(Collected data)

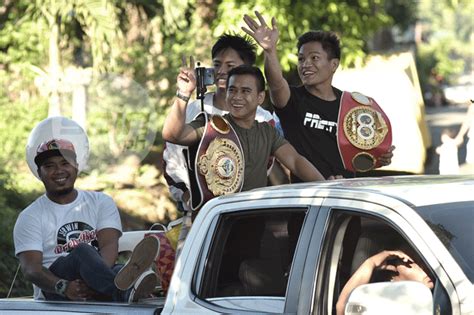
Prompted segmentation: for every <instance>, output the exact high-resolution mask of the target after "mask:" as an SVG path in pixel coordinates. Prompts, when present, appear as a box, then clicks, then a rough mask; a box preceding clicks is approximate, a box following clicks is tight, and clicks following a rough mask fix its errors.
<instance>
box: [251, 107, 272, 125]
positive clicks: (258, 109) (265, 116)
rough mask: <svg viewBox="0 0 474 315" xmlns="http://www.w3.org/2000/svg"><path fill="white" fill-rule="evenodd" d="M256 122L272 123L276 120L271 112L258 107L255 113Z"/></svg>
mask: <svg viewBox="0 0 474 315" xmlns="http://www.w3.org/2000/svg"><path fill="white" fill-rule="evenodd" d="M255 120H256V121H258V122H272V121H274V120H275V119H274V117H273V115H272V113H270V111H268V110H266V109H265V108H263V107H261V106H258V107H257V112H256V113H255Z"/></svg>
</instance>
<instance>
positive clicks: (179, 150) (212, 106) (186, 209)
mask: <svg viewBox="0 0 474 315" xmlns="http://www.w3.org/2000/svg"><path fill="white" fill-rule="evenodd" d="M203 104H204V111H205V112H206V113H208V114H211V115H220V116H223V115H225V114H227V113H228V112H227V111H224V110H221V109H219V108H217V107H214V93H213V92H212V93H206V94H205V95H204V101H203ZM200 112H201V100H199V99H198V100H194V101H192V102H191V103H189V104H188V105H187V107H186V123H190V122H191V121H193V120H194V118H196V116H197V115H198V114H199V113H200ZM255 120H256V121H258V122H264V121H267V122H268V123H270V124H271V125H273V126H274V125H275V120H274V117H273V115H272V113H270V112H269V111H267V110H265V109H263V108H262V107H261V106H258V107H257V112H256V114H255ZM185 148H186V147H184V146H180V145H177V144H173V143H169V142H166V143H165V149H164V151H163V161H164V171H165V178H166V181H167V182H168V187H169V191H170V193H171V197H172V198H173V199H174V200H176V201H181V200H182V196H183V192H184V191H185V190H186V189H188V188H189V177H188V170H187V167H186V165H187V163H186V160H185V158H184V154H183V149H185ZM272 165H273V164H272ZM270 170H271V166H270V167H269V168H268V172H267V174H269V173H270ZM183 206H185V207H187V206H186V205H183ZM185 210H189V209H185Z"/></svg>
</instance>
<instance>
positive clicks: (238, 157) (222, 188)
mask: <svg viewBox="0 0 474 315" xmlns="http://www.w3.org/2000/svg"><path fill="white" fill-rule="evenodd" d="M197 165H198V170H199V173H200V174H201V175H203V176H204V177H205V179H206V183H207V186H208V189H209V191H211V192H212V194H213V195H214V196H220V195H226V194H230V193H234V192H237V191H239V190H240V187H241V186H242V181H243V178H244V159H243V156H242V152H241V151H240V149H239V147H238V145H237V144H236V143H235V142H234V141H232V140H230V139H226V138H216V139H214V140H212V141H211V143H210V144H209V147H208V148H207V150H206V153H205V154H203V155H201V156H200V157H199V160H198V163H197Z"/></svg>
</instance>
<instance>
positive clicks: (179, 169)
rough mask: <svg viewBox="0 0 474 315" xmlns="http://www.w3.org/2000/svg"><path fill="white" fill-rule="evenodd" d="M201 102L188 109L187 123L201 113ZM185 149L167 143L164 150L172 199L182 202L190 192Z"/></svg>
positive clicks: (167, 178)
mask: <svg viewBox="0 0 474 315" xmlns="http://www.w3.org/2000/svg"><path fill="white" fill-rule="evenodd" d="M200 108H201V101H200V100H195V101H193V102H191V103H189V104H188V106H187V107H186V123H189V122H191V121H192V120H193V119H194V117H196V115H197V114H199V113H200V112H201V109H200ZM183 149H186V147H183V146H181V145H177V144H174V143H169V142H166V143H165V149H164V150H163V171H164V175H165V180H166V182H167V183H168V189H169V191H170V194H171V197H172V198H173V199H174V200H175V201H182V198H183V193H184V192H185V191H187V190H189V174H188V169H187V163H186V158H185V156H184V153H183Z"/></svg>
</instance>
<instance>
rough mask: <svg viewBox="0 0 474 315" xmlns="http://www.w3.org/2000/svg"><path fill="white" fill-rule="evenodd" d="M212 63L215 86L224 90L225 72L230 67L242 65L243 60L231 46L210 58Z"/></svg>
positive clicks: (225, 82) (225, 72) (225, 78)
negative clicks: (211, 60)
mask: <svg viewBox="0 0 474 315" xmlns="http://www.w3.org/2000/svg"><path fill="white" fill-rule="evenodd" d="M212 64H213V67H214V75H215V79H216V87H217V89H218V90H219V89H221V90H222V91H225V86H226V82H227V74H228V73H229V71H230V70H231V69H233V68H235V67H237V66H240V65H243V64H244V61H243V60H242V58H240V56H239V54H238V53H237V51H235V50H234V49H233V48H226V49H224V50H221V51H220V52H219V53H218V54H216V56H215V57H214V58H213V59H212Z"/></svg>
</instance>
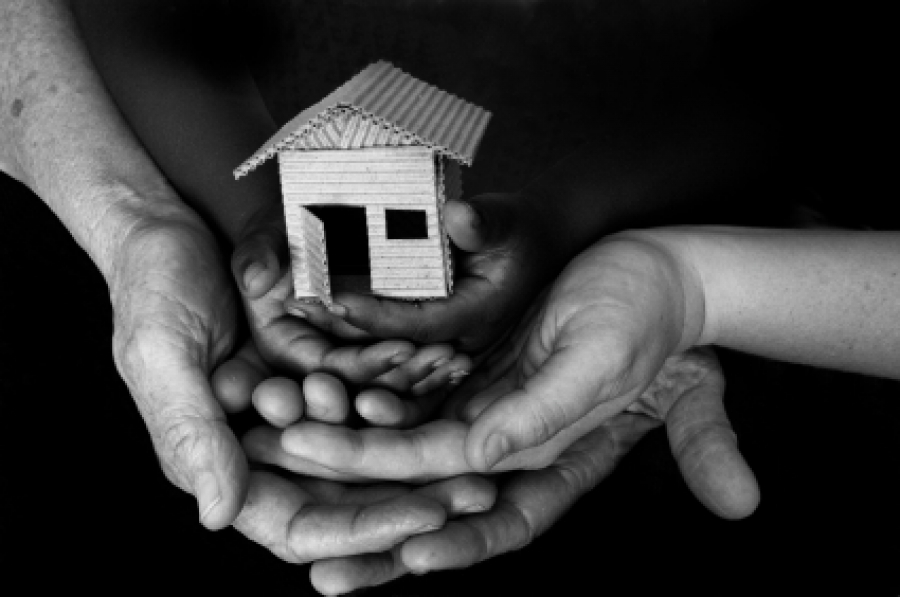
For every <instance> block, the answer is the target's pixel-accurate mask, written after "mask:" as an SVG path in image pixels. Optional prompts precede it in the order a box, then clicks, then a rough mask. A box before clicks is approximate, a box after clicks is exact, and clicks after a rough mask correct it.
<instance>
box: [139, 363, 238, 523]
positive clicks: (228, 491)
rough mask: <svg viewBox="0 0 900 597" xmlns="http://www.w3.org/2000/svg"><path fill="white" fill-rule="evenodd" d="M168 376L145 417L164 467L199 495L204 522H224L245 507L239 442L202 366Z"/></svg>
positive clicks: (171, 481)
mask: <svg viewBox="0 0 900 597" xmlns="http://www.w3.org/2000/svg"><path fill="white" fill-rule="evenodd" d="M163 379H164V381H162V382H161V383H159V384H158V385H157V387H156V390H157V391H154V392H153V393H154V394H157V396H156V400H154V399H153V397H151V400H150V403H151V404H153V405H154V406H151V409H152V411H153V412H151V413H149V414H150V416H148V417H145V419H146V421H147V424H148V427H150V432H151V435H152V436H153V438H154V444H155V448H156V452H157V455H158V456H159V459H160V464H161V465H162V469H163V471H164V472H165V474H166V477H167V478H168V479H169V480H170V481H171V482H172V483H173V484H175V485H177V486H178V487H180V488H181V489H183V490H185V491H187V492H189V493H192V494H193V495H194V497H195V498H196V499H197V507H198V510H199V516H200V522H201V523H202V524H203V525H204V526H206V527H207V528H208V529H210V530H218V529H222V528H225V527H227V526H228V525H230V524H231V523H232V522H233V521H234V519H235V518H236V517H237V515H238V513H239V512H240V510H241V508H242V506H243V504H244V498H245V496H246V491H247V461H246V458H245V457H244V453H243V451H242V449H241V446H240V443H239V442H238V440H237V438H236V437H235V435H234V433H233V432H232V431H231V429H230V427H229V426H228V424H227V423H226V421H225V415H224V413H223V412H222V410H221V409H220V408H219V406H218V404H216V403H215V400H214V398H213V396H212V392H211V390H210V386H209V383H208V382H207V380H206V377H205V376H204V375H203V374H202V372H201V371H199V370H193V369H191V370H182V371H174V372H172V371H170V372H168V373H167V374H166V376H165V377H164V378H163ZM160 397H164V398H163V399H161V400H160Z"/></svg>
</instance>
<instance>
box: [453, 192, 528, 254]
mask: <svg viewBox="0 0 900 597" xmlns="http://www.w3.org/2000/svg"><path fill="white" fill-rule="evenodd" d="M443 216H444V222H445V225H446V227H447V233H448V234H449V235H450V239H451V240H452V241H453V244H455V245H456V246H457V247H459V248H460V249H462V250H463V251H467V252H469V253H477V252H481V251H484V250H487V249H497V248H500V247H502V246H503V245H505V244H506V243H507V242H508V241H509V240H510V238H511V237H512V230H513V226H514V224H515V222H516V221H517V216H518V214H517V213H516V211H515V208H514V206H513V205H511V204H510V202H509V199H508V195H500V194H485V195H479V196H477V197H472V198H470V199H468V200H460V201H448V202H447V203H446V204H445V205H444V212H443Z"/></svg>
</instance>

- _WHAT THIS TASK INVOLVES_
Write out the lines from the start of the entries through the line containing "122L272 123L276 120L271", inclusive, as a numbered list with blank lines left out. Leave the pictures out.

- _SOLUTION TO THIS TASK_
1. Prompted segmentation: for every <instance>, output the exact high-resolution mask of the target after "mask:" as an SVG path in pixel coordinates. Prompts, when present, appear as a box, then clicks, then a rough mask; a box preceding clicks is approximate, a box following clicks is tight, and clicks following a rough mask fix its errors.
2. <instance>
3. box: [251, 107, 272, 125]
4. positive clicks: (258, 109) (265, 116)
5. rough mask: <svg viewBox="0 0 474 315" xmlns="http://www.w3.org/2000/svg"><path fill="white" fill-rule="evenodd" d="M256 122L272 123L276 120L271 112L258 107L255 113Z"/></svg>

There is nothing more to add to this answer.